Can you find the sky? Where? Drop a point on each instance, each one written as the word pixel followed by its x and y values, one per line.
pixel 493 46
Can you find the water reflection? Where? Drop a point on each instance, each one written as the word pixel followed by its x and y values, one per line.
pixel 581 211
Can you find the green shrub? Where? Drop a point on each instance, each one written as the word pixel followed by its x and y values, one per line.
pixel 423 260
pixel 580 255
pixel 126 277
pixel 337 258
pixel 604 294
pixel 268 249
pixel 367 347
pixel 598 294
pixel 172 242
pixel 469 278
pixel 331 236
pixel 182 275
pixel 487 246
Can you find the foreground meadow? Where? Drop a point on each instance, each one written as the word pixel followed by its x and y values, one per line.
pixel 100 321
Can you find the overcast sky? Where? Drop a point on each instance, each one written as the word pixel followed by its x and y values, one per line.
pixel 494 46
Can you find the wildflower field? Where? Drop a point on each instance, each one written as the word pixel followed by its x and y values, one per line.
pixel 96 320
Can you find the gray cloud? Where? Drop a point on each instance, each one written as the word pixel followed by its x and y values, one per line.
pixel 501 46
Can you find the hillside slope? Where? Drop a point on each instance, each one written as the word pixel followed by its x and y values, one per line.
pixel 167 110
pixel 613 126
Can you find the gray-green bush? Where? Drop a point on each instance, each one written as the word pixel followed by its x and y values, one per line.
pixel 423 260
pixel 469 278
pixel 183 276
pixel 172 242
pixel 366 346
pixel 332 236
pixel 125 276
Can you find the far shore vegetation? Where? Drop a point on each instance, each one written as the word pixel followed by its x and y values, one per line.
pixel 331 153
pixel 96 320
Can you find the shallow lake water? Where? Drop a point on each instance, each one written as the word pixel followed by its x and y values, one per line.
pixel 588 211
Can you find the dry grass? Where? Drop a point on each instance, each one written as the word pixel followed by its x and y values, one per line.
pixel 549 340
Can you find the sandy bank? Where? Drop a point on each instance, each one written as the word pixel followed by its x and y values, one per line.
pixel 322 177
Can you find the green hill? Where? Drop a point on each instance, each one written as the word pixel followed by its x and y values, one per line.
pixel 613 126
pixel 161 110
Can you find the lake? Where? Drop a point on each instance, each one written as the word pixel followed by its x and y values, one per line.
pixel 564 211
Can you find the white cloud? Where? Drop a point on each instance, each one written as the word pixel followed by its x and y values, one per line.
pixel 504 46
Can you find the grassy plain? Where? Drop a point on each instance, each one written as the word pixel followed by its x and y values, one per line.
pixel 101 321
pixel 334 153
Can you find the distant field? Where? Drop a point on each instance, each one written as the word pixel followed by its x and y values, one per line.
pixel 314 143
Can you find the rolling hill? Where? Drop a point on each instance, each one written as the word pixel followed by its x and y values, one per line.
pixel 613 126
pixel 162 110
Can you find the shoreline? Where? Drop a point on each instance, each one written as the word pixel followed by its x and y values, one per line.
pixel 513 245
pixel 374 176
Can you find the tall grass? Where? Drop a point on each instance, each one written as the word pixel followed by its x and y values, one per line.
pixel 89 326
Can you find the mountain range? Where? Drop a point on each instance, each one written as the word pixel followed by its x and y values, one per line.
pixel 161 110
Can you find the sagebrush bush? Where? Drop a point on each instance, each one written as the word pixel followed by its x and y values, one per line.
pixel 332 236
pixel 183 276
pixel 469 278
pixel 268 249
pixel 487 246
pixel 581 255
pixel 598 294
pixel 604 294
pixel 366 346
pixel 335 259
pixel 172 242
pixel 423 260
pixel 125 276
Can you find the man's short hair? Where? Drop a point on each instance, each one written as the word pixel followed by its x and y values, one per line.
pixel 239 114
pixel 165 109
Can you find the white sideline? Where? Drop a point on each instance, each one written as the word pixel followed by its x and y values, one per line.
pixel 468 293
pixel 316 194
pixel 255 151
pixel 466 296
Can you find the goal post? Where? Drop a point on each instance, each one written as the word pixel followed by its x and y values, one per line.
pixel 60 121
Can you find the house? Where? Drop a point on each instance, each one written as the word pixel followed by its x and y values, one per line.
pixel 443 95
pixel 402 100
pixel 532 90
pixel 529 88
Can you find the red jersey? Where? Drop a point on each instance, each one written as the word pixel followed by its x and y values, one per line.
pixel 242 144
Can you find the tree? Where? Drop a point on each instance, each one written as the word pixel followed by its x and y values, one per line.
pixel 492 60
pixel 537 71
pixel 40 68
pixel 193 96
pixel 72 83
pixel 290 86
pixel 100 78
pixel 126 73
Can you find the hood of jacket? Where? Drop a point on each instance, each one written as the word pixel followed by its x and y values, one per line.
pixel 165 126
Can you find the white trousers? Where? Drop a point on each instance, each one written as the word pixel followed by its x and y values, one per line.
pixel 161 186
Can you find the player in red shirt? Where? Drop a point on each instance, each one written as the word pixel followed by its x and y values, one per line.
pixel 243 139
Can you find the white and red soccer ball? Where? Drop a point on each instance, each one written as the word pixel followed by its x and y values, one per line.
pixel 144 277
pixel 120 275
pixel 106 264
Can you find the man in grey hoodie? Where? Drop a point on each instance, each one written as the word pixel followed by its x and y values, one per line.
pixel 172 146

::::

▶ [Task item] Repeat each entry above, keeping every word exact.

▶ [Result of the task]
Can you find the sky? Where? Drop a point on each instance, each one written as the word pixel followed by its x and y values, one per line.
pixel 493 46
Can you find the water reflection? Where? Drop a point on each instance, each one written as the word pixel followed by its x and y values, one per line.
pixel 581 211
Can you find the green shrub? Where? Drop a point on each instance, each one written as the word pixel followed by its x and y values, one per line.
pixel 423 260
pixel 580 255
pixel 126 277
pixel 337 258
pixel 604 294
pixel 268 249
pixel 367 347
pixel 598 294
pixel 172 242
pixel 469 278
pixel 331 236
pixel 182 275
pixel 487 246
Can you find the foreground meadow? Where? Drop a point on each instance, each one written as the word pixel followed by its x and y values, one per line.
pixel 100 321
Can you find the overcast sky? Where? Drop a point on each instance, each one written as the word pixel followed by its x and y values, one per line.
pixel 494 46
Can you find the wildflower field? Where? Drop a point on each instance, each one written as the word pixel followed by its x and y values, one per line.
pixel 96 320
Can you find the gray cloud? Where? Drop a point on each instance, each one written as the word pixel followed by its x and y values, one per line.
pixel 501 46
Can you find the hillside slope? Where? Drop a point on each instance, each one written as the word pixel followed by its x and y values, one per line.
pixel 167 110
pixel 613 126
Can you find the gray-green bush? Where? Drop a point on each instance, each one written as the word pixel followed by its x and y values, one per line.
pixel 423 260
pixel 469 278
pixel 183 276
pixel 172 242
pixel 366 346
pixel 332 236
pixel 125 276
Can you find the far shore vegetation? Where? Drop a point on each instance, each one written as the word pixel followed by its x and y values, one per line.
pixel 331 153
pixel 96 320
Can you find the shallow lake water? Where? Drop a point on each instance, each one written as the word pixel followed by its x and y values, one per line.
pixel 588 211
Can you find the dry grass? Where? Drop a point on each instance, each one written as the word pixel followed by its x and y values, one per line.
pixel 549 340
Can you find the sandy bank? Where? Drop a point on each instance, each one written as the word pixel followed by its x and y values, one per line.
pixel 322 177
Can you find the green hill? Where? Drop a point on each instance, each one written as the word pixel followed by its x and y values, one per line.
pixel 613 126
pixel 161 110
Can you find the lake? Where? Drop a point on each instance, each one written as the word pixel followed by its x and y values, one per line.
pixel 564 211
Can you find the white cloud? Where? Drop a point on each instance, each one written as the word pixel followed by its x and y values, one per line.
pixel 504 46
Can you find the grassy plain? Where? Drop a point on each instance, each one written as the word pixel followed by its x and y values, one per line.
pixel 101 321
pixel 334 153
Can you find the distant field? Where? Drop a point on each instance, each one written as the word pixel followed by its x and y values, one per line.
pixel 314 143
Can you find the rolling hill? Where? Drop a point on each instance, each one written as the word pixel followed by its x and y values, one per line.
pixel 613 126
pixel 162 110
Can you find the shoreline? Where? Drop a point on each instance, each one written as the word pixel followed by its x and y values, one per line.
pixel 513 245
pixel 374 176
Can you find the tall grass? Where? Drop a point on each instance, each one written as the word pixel followed by its x and y values, one per line.
pixel 89 326
Can you find the mountain range? Where? Drop a point on each instance, each one written as the word pixel followed by its x and y values, one per line.
pixel 161 110
Can you find the sagebrush bush? Where? Drop a point on each instance, each one written as the word pixel followed by its x and y values, one per line.
pixel 332 236
pixel 183 276
pixel 469 278
pixel 268 249
pixel 487 246
pixel 581 255
pixel 598 294
pixel 604 294
pixel 366 346
pixel 335 259
pixel 172 242
pixel 423 260
pixel 125 276
Can you find the man's short hair? Where? Drop a point on each instance, each one written as the word pixel followed by its x and y values, one per line.
pixel 239 114
pixel 165 109
Can you find the white sideline? Where? Drop a point on each instance, each one written as the word pixel followed by its x and y values, one per line.
pixel 468 293
pixel 316 194
pixel 255 151
pixel 466 296
Can you find the goal post? Where? Drop a point on each instance, each one written as the word pixel followed by its x and y values, one per line.
pixel 60 121
Can you find the house? Where? Drop a point on each instance, each one written as the word pixel followed by its x and y values, one per line.
pixel 443 95
pixel 402 100
pixel 532 90
pixel 529 88
Can you find the red jersey? Where? Drop a point on each instance, each one written as the word pixel followed by its x and y values, one per line.
pixel 242 144
Can you find the tree? Where? Drop a point on each instance, each one written as the word pixel followed by its x and y values, one per line.
pixel 492 60
pixel 537 71
pixel 40 68
pixel 193 96
pixel 72 83
pixel 290 86
pixel 100 78
pixel 126 73
Can you find the hood of jacket? Where? Drop a point on each instance, each one written as the word pixel followed by its x and y values, one per line.
pixel 165 126
Can you find the white trousers? Where? Drop a point on each instance, each one written as the word pixel followed by its x and y values, one per line.
pixel 161 186
Can you find the player in red shirt? Where? Drop a point on each instance, each one written as the word pixel followed by its x and y values, one per line.
pixel 243 139
Can you find the white and red soccer ball? Where? Drop a point on each instance, each one written as the word pixel followed by its x and y values, one per line.
pixel 144 277
pixel 120 275
pixel 106 264
Can you find the man in grey hoodie? Where? Drop a point on each instance, each one written as the word pixel followed by its x and y values, one per line.
pixel 172 146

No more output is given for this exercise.